### Data to process
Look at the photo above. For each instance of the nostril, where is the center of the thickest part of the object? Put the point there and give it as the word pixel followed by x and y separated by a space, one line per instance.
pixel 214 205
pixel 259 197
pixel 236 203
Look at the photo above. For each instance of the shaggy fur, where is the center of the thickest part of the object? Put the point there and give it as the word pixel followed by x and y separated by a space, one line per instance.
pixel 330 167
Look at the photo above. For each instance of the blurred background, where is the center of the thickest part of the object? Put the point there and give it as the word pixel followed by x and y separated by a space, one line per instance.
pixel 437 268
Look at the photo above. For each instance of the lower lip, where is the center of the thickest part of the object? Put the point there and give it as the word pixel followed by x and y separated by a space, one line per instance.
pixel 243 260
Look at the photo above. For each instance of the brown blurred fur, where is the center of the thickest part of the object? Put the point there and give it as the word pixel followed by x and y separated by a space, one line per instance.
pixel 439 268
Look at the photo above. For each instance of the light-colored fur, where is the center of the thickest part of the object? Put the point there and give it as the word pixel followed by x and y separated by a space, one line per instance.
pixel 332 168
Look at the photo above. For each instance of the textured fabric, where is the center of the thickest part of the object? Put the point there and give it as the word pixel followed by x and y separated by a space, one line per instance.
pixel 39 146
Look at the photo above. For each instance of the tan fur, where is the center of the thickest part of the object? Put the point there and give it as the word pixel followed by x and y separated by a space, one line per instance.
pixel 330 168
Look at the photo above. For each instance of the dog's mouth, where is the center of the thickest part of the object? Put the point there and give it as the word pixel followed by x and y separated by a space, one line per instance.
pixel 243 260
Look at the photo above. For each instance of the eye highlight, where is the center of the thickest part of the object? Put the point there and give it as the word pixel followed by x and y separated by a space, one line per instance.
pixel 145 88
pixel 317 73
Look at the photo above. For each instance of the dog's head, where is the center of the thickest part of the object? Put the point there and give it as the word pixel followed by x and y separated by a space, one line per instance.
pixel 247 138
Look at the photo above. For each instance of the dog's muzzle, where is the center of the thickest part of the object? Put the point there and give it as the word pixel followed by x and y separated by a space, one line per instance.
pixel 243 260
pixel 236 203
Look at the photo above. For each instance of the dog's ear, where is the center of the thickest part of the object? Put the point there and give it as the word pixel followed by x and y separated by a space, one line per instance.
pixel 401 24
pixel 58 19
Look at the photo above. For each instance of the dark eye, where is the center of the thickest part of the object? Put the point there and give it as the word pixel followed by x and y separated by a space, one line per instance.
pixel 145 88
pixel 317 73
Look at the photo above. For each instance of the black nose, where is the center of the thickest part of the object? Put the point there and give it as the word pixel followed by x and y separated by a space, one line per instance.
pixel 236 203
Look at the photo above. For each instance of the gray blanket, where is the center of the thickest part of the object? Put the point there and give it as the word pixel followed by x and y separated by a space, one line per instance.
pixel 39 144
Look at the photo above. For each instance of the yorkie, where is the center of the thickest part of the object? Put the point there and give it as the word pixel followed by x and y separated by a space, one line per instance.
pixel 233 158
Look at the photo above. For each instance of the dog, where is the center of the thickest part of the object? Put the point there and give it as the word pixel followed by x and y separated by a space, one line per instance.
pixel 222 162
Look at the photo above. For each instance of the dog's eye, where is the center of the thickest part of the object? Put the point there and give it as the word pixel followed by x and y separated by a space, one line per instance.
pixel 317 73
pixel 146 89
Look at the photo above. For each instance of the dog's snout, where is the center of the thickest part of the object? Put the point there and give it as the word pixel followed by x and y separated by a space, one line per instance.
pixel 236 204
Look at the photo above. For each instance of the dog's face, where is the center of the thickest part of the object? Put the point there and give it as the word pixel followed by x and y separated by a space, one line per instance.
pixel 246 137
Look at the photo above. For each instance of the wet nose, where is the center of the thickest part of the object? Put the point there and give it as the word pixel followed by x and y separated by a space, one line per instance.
######
* What needs to be done:
Express the lines above as a two-column CSV with columns named "text" and "answer", covering only the stretch between the lines holding "Look at the photo above. For each instance of the light-colored" and "pixel 58 19", inclusive. Each row should hold one text and its answer, each in a single quoted field with any line breaks replaced by spaces.

* Task solution:
text,answer
"Look at the photo above. For each instance of the light-colored fur, where is the center of the thickest part of the object? Put the point there and give it as the word pixel followed by x and y separated by a space, one line per instance.","pixel 332 168"
"Look at the photo above. For each instance of the textured fabric, where is the center of the thickest part of the object? Put the point there and give it as the word pixel followed by x and y separated by a space, one line per instance.","pixel 39 146"
"Look at the photo above. For each instance of the tan fur, where is the center of the thickest part of the object? Put the point there and give it as the word pixel followed by x and y separated by a space, one line per instance.","pixel 330 168"
"Look at the photo above. For each instance of the dog's mouth, where is the center of the thickest part of the object? Put the point there and give it as the word pixel followed by x and y separated by a space, one line per instance.","pixel 243 260"
"Look at the photo above. For each instance of the eye highlight, where is the center of the thickest part of the object? Put the point there and give it as the word pixel followed by x and y separated by a space, one line per instance.","pixel 145 88 pixel 317 73"
"Look at the photo above. For each instance of the dog's head, where is the center of the thickest part of the object? Put the point there and give it as the word pixel followed by x and y separated by a space, one line per instance.","pixel 247 138"
"Look at the photo above. For each instance of the dog's muzzle, where is the center of the thickest part of the object? Put the point there and give it as the word pixel followed by x and y separated by a space, one line per instance.","pixel 243 260 pixel 236 203"
"Look at the photo above. For each instance of the dog's ear, where is the center of the thickest part of the object? Put the point there and give it as the word pixel followed by x and y separated by a space, one line per instance.","pixel 401 24 pixel 58 19"